▶ Dataset content
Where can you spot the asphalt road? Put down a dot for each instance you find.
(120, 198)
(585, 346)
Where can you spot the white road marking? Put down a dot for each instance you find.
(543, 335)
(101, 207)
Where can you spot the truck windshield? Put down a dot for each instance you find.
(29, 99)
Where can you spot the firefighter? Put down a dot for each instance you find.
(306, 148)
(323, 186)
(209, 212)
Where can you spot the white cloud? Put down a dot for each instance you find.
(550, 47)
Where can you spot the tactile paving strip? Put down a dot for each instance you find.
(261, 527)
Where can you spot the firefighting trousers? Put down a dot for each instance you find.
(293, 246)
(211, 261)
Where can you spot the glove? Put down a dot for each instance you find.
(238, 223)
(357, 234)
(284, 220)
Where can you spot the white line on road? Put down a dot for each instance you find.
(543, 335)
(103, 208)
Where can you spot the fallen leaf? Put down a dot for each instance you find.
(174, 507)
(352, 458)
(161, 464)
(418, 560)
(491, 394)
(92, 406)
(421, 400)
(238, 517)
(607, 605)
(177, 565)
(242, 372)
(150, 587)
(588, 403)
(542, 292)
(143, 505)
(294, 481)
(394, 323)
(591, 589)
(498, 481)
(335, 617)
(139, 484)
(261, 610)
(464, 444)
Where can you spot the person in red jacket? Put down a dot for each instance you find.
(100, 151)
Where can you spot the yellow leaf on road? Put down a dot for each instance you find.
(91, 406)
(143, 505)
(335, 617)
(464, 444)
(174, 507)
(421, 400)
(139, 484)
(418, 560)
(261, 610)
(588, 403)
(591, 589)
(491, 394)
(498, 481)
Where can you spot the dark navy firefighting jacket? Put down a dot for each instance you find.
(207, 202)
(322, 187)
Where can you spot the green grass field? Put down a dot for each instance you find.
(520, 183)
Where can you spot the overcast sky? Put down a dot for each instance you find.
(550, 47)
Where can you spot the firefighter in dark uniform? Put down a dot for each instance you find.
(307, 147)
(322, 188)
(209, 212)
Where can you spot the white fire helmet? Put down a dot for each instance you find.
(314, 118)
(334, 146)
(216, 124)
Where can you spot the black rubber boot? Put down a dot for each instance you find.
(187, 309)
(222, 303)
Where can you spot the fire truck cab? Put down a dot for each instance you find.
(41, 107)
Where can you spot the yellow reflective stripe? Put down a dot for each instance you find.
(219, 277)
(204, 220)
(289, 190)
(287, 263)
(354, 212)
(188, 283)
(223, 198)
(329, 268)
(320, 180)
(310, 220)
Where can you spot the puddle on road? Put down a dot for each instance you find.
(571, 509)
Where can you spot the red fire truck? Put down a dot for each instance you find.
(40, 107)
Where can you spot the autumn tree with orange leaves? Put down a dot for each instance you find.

▶ Exercise instructions
Reproduce the entries above in full, verbatim.

▶ Task response
Where can you spot the asphalt road? Put down a dot for each instance you find.
(120, 198)
(585, 346)
Where can you spot the white road marking? Put down a dot for each instance you find.
(543, 335)
(101, 207)
Where can you spot the truck windshield? Put down a dot for each instance you find.
(29, 99)
Where can you spot the firefighter? Put down a dot for each instance you find.
(306, 148)
(323, 186)
(209, 212)
Where can you spot the white cloud? Put down a dot for each instance you find.
(550, 47)
Where can you spot the tactile paving strip? Put down a dot for each instance you find.
(261, 527)
Where can you spot the firefighting trousers? Put down a dot for each instance you find.
(293, 246)
(211, 261)
Where can you spot the glove? Put down a dot for each instance you find.
(238, 223)
(357, 234)
(284, 220)
Where can you spot the white line on road? Put down a dot for each instance you find.
(543, 335)
(103, 208)
Where can you spot the fallen leaf? Put down a dot for each instance you find.
(174, 507)
(352, 458)
(161, 464)
(418, 560)
(491, 394)
(92, 406)
(421, 400)
(238, 517)
(607, 605)
(177, 565)
(242, 372)
(150, 587)
(588, 403)
(542, 292)
(143, 505)
(294, 481)
(394, 323)
(591, 589)
(498, 481)
(335, 617)
(139, 484)
(261, 610)
(464, 444)
Where can you spot the person in red jacket? Put down a dot for each instance you find.
(100, 151)
Where can you spot the yellow leaf on road? Put down a dot for each instance you find.
(91, 406)
(143, 505)
(335, 617)
(464, 444)
(174, 507)
(421, 400)
(139, 484)
(418, 560)
(261, 610)
(588, 403)
(591, 589)
(491, 394)
(498, 481)
Where can you spot the dark navy firefighting jacket? Put down a dot for each instance you find.
(207, 202)
(322, 187)
Where can you spot the green grass field? Put down a dot for each instance you find.
(520, 183)
Where can you spot the overcast sky? Put down a dot for each instance you find.
(550, 47)
Where can you spot the firefighter in dark uniform? Put down a dot for each instance you find.
(307, 147)
(322, 188)
(209, 212)
Where can you spot the white fire helmet? Put down a dot for each instance you find.
(314, 118)
(334, 146)
(216, 124)
Where can you spot the black rubber boot? Put down a dot for each instance you find.
(187, 309)
(222, 303)
Where can you spot the fire truck cab? Put down a dot for each instance you find.
(41, 107)
Where can you spot the yellow reflective stripe? Put down a dot for each instance you find.
(219, 277)
(204, 220)
(289, 190)
(287, 263)
(354, 212)
(188, 283)
(223, 198)
(329, 268)
(320, 180)
(310, 220)
Where can you spot the puddle on road? Put down a dot for each instance you find.
(571, 509)
Where can you spot the red fire truck? Put down a dot for each instance you find.
(40, 107)
Where can you spot the autumn tree with orange leaves? Put down a dot for each instance you find.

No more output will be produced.